▶ What you will do:
Take the line containing "of the tree?" and every line after it in the data below, and print them exactly as given, with nothing else.

Items listed in a dataset
____________________

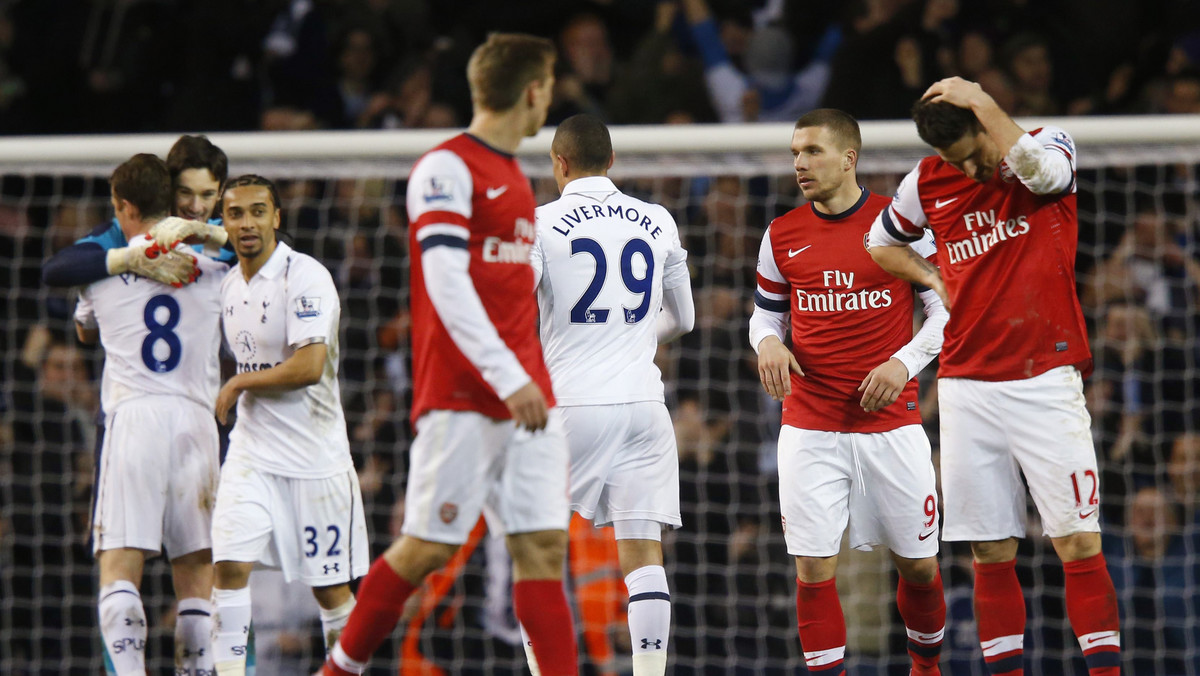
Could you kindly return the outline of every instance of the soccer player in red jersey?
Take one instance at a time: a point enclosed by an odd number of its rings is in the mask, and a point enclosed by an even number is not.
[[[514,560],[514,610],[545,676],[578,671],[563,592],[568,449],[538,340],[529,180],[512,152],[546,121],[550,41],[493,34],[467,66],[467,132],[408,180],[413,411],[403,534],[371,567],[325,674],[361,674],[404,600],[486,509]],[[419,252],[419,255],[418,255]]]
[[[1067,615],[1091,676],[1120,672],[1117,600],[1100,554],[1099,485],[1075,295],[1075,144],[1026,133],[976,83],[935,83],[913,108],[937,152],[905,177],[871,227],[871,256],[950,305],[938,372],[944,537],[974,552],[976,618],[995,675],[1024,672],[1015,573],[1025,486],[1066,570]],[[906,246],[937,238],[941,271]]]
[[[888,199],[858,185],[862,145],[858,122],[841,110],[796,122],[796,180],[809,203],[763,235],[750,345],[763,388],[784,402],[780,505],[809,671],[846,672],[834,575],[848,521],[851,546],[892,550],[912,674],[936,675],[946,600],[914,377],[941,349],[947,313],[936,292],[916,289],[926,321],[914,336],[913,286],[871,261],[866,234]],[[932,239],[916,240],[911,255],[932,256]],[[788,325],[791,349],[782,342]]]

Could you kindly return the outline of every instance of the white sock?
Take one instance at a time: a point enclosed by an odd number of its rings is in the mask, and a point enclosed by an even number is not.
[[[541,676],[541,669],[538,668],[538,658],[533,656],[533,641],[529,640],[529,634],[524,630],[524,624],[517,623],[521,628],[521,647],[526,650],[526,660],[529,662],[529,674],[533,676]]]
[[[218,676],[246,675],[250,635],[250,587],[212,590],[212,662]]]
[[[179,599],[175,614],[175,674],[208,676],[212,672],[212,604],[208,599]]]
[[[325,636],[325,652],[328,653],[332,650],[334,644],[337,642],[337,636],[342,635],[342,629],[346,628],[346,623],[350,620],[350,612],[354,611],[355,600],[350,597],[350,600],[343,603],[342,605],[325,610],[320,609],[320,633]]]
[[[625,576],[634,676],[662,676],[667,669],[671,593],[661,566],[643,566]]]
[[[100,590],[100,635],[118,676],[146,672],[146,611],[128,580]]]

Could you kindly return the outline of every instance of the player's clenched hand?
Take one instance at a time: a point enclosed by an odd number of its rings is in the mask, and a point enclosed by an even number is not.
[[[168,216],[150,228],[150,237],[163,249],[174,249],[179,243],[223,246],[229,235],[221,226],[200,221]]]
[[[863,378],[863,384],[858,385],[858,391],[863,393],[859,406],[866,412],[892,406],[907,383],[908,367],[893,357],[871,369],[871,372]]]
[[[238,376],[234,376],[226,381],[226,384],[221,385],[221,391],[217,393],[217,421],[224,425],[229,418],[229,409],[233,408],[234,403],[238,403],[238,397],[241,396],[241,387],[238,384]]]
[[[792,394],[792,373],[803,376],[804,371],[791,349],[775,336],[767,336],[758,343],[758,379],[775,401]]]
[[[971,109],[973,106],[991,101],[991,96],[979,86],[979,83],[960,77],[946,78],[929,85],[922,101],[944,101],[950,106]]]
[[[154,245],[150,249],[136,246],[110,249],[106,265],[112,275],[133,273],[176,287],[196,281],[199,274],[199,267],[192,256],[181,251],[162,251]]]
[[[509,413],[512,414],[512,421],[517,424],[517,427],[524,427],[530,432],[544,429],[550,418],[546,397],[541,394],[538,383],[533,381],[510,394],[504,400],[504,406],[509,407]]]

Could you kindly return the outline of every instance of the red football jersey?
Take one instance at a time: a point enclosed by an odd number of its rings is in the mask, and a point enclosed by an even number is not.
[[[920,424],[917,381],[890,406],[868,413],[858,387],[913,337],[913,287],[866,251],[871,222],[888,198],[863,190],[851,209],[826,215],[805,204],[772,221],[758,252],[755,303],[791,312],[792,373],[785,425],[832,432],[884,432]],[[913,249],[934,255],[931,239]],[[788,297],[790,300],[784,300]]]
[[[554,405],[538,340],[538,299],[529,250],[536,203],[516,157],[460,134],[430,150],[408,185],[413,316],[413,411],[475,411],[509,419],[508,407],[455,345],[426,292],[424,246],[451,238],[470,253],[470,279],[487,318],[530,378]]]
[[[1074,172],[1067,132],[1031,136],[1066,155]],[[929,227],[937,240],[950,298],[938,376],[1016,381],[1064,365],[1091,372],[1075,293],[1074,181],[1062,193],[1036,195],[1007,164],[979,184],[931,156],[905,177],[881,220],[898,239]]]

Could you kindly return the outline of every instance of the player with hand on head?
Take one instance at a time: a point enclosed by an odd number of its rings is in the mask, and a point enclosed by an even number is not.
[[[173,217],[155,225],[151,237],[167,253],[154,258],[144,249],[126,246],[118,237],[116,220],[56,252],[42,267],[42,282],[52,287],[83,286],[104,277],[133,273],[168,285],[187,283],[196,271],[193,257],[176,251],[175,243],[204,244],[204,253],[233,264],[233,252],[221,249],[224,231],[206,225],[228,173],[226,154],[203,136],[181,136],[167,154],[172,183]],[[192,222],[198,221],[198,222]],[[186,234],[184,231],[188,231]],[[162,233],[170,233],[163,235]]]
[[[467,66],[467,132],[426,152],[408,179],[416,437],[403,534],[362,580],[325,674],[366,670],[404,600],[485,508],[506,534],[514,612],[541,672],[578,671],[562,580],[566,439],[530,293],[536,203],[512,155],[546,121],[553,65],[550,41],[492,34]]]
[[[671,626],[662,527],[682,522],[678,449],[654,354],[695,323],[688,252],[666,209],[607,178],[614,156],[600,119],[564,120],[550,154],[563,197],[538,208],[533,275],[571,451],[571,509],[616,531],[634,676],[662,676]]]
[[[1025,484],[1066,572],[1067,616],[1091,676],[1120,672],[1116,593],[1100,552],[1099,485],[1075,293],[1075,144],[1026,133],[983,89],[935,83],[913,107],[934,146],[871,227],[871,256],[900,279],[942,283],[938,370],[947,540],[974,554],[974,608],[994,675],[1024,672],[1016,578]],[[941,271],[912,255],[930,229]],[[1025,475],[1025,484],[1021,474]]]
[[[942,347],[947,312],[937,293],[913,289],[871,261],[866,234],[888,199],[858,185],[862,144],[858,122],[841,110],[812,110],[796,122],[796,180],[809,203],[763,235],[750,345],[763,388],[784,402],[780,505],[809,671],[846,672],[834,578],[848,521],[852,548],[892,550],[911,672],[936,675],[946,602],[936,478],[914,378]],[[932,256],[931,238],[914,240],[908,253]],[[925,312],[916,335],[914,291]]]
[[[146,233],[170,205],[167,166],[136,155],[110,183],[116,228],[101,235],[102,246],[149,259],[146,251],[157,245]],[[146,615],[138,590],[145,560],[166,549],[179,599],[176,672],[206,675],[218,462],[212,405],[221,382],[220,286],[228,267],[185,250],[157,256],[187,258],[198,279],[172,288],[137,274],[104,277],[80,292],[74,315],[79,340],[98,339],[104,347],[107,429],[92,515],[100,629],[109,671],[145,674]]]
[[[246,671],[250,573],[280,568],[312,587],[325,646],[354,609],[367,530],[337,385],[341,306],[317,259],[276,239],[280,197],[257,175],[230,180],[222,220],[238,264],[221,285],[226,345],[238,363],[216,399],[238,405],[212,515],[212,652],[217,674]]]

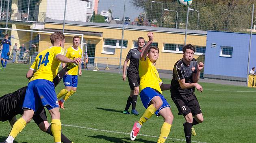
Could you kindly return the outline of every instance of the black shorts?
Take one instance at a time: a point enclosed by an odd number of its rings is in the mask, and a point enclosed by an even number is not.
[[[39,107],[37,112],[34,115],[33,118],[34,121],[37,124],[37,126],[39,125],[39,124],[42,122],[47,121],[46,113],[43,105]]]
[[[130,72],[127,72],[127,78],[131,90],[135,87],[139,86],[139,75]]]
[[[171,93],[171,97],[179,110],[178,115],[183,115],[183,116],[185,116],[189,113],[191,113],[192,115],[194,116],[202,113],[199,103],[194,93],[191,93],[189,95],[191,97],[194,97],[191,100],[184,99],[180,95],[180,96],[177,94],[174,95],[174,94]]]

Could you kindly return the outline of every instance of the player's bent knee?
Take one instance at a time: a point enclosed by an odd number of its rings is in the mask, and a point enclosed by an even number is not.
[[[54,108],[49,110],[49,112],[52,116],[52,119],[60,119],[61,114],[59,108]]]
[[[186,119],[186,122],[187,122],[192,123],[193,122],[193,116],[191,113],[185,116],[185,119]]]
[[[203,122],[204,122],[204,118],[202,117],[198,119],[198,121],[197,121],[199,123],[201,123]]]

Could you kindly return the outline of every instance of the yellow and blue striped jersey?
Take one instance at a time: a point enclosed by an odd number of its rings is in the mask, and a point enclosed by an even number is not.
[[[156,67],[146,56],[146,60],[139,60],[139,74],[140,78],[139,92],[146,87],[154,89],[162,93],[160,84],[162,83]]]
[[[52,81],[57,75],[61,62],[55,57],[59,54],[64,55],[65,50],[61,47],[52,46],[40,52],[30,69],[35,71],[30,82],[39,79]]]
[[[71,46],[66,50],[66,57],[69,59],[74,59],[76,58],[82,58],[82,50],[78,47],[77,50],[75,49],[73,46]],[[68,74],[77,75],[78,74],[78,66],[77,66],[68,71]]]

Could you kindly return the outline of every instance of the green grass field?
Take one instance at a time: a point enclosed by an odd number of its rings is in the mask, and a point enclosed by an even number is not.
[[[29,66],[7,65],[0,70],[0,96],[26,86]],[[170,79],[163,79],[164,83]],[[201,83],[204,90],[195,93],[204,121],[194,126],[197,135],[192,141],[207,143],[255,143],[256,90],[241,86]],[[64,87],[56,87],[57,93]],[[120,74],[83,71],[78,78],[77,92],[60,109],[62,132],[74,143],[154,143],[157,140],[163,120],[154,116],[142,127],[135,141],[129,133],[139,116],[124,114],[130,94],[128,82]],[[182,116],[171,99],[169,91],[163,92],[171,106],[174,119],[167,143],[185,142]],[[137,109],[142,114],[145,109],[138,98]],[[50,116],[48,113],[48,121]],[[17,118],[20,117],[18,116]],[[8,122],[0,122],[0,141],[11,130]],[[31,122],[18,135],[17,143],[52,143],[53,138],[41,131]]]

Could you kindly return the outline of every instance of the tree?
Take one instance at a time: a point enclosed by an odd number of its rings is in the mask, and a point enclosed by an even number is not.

____________________

▶ Written response:
Could you kindly return the outline of every instance of the tree?
Take one instance at a time: a point enclosed by an odd number of its rings is in the mask, and a point enclosed by an even number is not.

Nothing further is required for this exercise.